Dataset excerpts on object pointing

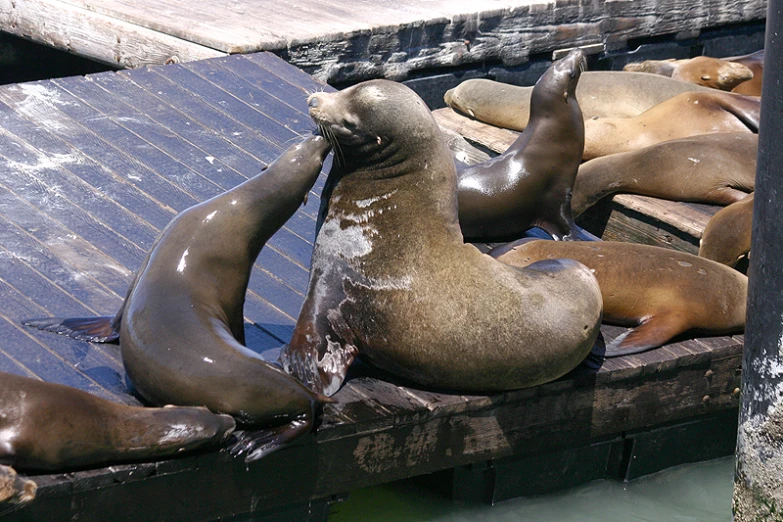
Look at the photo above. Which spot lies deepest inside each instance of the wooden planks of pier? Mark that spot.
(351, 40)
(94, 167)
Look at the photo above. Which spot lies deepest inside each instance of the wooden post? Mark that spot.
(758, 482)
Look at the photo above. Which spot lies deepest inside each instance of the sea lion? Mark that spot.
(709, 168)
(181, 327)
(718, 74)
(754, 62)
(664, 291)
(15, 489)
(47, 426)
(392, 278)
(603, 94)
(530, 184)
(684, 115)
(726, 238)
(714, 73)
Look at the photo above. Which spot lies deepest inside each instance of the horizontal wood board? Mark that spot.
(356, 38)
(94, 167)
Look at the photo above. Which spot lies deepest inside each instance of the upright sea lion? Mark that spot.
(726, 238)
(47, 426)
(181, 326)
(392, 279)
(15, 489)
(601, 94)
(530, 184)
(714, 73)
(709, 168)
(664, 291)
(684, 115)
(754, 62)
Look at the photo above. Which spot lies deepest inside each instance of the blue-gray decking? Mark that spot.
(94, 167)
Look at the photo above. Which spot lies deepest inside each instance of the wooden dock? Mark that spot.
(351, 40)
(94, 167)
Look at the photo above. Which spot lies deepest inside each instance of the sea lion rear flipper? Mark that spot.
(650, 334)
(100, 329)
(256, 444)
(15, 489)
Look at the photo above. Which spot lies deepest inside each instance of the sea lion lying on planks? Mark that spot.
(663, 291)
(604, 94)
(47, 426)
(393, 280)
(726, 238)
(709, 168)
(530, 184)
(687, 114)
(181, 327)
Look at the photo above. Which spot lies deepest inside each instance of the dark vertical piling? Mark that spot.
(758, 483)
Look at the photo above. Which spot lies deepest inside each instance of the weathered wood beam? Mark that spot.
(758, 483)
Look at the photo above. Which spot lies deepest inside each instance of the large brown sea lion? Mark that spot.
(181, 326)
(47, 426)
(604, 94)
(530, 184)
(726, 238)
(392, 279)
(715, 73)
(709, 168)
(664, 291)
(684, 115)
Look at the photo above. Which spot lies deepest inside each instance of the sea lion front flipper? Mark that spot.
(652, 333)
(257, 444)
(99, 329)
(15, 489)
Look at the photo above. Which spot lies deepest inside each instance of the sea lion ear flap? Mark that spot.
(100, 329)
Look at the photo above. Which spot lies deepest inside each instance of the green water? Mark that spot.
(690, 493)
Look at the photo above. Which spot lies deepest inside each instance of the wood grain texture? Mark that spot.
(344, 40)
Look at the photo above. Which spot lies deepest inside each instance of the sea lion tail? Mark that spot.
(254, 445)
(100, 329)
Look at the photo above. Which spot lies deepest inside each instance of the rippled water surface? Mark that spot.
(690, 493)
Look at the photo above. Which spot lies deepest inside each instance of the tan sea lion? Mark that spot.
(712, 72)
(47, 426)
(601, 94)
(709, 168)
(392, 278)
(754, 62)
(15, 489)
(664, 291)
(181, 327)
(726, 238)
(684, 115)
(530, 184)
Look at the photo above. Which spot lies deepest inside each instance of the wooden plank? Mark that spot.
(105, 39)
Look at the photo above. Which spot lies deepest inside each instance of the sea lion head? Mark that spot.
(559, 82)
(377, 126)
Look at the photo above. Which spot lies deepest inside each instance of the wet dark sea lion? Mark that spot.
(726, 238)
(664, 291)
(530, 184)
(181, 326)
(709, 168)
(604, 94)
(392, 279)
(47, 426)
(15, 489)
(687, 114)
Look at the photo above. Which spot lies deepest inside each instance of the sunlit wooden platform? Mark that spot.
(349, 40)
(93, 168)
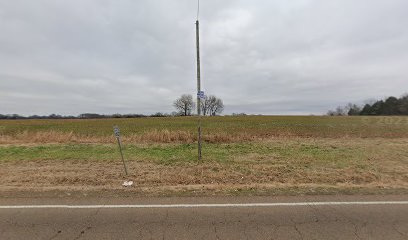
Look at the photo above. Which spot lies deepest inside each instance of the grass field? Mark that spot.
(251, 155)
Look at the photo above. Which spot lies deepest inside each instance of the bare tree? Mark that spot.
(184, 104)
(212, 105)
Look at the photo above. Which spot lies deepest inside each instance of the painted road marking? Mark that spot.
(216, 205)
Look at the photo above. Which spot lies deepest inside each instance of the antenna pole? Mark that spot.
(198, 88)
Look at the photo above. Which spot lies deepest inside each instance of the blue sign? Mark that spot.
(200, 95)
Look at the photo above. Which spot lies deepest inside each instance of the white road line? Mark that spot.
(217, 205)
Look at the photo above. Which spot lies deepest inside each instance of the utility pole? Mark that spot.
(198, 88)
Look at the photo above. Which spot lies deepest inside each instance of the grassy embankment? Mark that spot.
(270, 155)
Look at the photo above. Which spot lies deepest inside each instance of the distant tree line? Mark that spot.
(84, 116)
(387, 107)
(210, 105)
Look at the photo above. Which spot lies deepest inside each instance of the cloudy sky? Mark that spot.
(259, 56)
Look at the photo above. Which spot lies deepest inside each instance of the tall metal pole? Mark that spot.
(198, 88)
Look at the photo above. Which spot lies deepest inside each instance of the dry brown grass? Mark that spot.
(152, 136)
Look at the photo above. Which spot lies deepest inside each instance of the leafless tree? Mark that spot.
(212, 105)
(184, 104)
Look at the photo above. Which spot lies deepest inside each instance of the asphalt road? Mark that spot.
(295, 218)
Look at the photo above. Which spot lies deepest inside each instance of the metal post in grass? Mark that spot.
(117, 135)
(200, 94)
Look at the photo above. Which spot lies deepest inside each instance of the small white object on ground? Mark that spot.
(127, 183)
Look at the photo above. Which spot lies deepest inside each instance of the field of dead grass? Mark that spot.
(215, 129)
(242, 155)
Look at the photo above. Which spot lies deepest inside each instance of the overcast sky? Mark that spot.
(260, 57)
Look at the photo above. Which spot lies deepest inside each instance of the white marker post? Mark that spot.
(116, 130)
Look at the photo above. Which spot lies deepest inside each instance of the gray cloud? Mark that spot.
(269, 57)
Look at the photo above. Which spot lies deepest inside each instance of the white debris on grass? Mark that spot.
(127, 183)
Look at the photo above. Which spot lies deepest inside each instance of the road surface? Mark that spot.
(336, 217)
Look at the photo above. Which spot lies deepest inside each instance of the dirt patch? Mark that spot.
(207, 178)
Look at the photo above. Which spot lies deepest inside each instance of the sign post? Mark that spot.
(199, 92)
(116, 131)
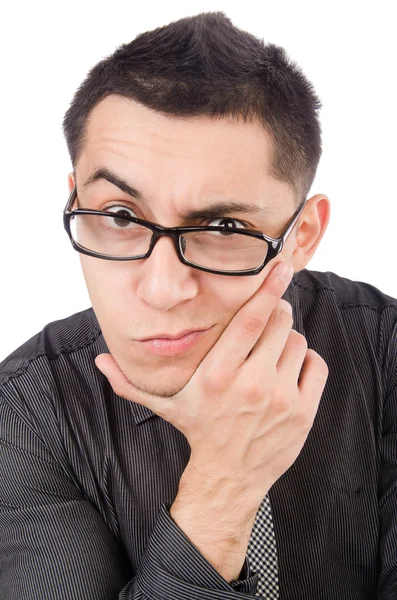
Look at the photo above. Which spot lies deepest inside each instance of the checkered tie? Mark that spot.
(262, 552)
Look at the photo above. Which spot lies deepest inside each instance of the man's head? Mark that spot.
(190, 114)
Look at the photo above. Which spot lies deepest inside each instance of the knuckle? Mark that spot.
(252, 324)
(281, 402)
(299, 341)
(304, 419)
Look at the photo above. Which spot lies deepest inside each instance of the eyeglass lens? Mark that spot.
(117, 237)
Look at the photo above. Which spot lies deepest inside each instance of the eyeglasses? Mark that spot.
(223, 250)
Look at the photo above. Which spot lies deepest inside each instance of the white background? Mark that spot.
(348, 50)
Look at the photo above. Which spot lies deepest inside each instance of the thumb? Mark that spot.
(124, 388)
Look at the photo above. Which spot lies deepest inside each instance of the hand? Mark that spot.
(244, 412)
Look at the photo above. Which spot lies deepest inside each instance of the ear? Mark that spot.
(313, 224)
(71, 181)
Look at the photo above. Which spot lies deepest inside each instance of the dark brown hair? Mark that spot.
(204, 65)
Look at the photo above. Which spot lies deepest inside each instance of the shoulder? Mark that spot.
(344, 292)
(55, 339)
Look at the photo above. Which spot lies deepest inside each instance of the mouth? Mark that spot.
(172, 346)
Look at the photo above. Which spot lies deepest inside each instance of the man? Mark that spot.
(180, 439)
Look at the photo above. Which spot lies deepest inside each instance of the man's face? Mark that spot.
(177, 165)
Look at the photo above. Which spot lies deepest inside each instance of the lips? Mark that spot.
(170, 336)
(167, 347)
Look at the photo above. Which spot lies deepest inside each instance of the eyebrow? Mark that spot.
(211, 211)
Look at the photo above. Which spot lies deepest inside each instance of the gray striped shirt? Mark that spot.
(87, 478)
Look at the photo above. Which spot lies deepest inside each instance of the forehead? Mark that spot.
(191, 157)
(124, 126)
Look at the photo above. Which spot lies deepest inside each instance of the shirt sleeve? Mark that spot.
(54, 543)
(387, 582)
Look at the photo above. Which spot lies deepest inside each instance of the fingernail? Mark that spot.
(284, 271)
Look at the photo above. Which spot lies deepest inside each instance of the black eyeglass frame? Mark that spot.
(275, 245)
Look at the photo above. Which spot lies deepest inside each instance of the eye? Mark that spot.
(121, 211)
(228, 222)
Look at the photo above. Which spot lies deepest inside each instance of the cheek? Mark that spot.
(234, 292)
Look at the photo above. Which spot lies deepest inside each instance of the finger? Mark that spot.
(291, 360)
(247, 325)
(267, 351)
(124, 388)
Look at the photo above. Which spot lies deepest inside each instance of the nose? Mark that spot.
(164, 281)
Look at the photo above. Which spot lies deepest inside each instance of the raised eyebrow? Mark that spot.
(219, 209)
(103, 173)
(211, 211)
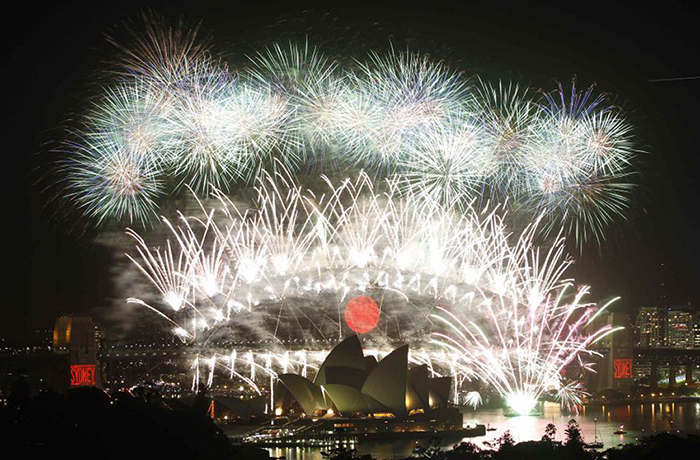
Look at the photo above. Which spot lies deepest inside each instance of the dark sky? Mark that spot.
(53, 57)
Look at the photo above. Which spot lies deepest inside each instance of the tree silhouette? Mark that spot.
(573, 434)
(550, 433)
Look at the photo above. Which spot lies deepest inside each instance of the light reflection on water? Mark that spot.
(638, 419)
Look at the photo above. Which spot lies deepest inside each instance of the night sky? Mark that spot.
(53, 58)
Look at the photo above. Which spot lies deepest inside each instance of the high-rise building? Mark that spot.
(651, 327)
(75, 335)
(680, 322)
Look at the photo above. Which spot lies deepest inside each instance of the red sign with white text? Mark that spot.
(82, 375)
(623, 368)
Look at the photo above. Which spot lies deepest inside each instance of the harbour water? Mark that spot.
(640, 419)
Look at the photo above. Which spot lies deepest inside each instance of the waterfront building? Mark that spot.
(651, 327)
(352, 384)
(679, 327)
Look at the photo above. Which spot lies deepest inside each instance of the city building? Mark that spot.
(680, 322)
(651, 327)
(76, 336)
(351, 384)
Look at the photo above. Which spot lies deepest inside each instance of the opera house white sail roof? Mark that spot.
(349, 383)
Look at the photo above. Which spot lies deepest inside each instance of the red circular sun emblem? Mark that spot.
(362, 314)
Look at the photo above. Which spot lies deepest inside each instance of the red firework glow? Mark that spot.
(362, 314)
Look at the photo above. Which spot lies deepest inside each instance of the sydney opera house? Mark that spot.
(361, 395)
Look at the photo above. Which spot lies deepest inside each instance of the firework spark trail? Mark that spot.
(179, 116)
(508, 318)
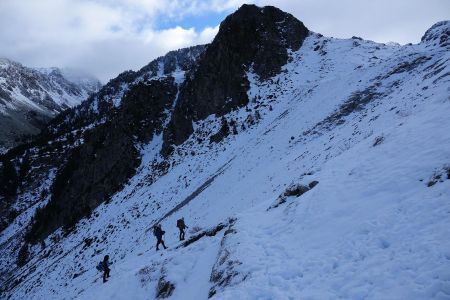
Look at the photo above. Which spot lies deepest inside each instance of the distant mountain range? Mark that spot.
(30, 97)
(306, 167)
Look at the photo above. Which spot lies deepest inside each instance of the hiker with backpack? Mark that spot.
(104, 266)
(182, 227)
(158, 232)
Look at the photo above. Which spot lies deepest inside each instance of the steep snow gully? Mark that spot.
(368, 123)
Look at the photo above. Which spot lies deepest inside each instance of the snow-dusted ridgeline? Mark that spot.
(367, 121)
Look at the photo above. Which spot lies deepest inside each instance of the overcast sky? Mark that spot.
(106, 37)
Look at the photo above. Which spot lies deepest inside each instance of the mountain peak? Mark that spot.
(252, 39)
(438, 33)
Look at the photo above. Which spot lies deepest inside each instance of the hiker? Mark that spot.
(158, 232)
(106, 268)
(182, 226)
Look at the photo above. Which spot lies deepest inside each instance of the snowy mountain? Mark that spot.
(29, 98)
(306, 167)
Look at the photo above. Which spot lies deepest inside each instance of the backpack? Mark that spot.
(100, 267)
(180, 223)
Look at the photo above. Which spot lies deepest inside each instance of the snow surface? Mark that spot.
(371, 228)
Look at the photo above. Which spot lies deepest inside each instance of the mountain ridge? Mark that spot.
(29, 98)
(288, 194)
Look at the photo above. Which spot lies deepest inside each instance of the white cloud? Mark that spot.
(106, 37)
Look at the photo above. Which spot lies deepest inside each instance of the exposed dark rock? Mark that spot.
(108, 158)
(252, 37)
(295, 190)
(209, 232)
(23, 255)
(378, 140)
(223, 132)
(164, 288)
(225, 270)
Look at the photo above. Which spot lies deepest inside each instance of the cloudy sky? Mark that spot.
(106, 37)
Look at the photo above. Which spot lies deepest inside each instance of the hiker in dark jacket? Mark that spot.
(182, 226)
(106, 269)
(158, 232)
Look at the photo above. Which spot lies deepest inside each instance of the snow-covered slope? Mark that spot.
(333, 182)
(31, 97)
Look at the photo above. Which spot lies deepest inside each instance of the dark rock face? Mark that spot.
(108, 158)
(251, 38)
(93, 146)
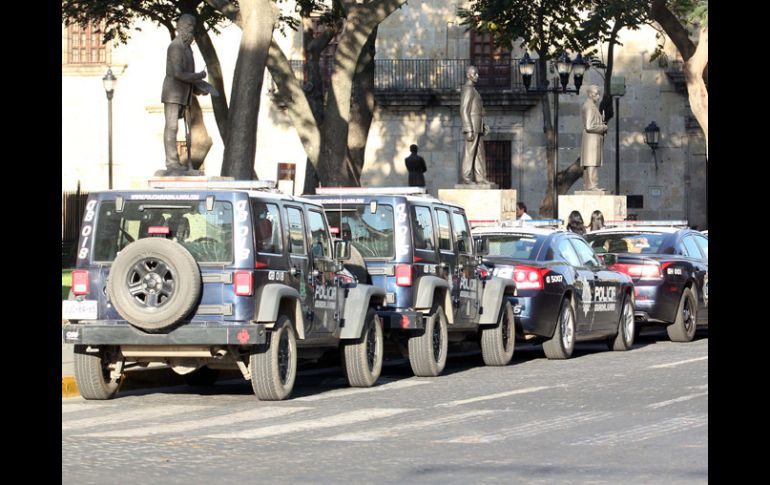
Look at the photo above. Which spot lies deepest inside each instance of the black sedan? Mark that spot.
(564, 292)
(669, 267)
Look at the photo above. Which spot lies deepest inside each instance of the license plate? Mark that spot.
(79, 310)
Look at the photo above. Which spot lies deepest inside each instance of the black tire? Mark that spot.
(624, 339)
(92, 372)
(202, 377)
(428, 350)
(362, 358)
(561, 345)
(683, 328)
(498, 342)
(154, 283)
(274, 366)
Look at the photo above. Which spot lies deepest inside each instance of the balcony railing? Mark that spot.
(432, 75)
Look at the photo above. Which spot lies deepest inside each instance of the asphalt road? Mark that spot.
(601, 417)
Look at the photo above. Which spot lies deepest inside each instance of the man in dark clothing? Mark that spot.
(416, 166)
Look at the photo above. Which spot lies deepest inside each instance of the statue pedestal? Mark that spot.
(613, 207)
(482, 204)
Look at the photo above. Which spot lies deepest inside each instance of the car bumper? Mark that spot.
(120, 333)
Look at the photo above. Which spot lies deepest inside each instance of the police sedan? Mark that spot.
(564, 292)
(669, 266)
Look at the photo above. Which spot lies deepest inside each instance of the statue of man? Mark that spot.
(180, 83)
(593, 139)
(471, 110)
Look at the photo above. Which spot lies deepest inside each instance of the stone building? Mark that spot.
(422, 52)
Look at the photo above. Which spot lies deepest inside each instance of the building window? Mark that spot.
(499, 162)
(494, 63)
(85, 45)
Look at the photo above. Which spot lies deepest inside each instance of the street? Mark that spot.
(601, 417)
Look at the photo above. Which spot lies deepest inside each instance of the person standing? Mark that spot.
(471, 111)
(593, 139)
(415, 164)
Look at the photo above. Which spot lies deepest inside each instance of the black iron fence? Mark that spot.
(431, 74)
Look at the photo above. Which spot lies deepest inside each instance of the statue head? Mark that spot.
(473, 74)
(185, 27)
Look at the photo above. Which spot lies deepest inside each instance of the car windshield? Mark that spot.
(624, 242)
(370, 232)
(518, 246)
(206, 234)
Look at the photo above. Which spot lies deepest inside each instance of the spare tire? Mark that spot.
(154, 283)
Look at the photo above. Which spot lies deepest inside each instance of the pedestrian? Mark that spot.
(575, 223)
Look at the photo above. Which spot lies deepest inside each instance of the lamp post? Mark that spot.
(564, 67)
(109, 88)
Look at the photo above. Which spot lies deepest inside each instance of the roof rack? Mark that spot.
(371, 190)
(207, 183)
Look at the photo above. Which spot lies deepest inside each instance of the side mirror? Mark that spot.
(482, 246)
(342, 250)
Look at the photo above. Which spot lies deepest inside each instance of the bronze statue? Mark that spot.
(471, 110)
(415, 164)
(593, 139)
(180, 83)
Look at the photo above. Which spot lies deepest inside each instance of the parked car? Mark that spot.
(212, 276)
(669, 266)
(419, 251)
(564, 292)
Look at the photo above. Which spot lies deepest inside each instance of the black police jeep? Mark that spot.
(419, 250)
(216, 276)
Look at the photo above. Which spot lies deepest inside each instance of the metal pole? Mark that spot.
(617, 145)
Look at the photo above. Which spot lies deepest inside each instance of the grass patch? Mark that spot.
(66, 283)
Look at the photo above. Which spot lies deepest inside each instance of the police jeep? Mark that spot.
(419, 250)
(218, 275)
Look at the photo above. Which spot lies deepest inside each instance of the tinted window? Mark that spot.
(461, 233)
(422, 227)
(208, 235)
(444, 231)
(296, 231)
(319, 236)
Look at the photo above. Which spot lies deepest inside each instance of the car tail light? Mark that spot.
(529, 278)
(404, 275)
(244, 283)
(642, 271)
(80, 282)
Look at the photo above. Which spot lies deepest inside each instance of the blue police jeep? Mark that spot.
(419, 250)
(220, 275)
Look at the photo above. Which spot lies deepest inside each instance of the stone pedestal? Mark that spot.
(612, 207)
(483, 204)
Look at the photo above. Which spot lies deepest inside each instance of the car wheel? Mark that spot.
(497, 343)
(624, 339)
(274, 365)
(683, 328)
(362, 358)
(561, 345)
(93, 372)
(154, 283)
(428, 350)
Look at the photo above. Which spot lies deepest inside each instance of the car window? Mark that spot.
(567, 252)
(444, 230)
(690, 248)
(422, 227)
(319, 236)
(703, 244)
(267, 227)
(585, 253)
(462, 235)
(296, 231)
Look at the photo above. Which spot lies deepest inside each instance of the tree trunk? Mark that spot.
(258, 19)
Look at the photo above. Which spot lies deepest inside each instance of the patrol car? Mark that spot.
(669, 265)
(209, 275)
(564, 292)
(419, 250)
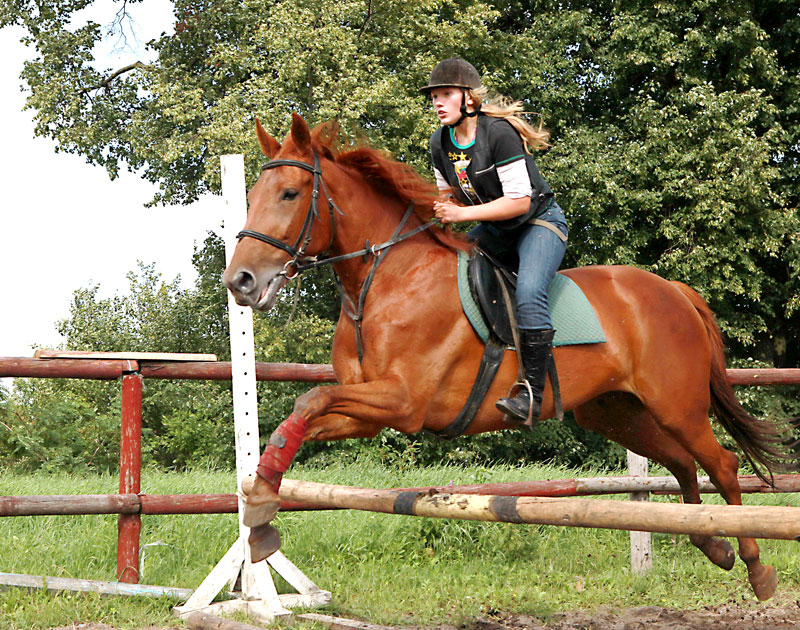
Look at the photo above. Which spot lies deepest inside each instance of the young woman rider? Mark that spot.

# [REQUIREMENT]
Skip the pictures and write out exactly the lines from the line containing "the metal pole? Mark that spot." through the end of the listing above.

# [WRITTEN RESPONSE]
Look at the photo above. Which spot lies deepest inside each instance of the metal pole? Mark that spot.
(617, 145)
Look at the photo above. Which spot lies deepest inside each instance of the grass patch? Mark that spot.
(66, 283)
Look at the photo above. Which spot lies deepest inside each instance of the police jeep? Mark that spot.
(419, 250)
(218, 275)
Look at the photo above. Which spot lies deepest inside each instance of the tinted window? Mark that spot.
(461, 233)
(422, 227)
(208, 235)
(444, 231)
(296, 231)
(319, 236)
Look at the photo above. Which spot lies deepest inside each instance of the car tail light? Mark that spot.
(529, 278)
(404, 275)
(244, 283)
(642, 271)
(80, 282)
Look at the photo above. Which spot lies deepest inside each instance of the blue police jeep? Mark that spot.
(419, 250)
(220, 275)
Look at the photo above. Which spot lies deepest inside each instance of the stone pedestal? Mark that spot.
(612, 207)
(483, 204)
Look at the photo above. Which spot lies deepest inside each instance of the car wheel? Mark that spot.
(497, 343)
(624, 339)
(274, 365)
(683, 328)
(362, 358)
(561, 345)
(93, 372)
(154, 283)
(428, 350)
Look at the photo above. Which spot lies deepest inside each instance of the car window? Mark that spot.
(567, 252)
(444, 230)
(690, 248)
(422, 227)
(319, 236)
(703, 244)
(267, 227)
(585, 253)
(462, 235)
(296, 231)
Look at the photo above. Which spot lies deepest inside each instance of the tree trunk? Mark that spot.
(258, 19)
Look at the photo above. Which spot lies deepest inside each instance of the patrol car? Mark that spot.
(669, 265)
(209, 275)
(564, 292)
(419, 250)
Look at the photo above. Which spot lies deepest inside each instance of the young woman rider? Mark that spot.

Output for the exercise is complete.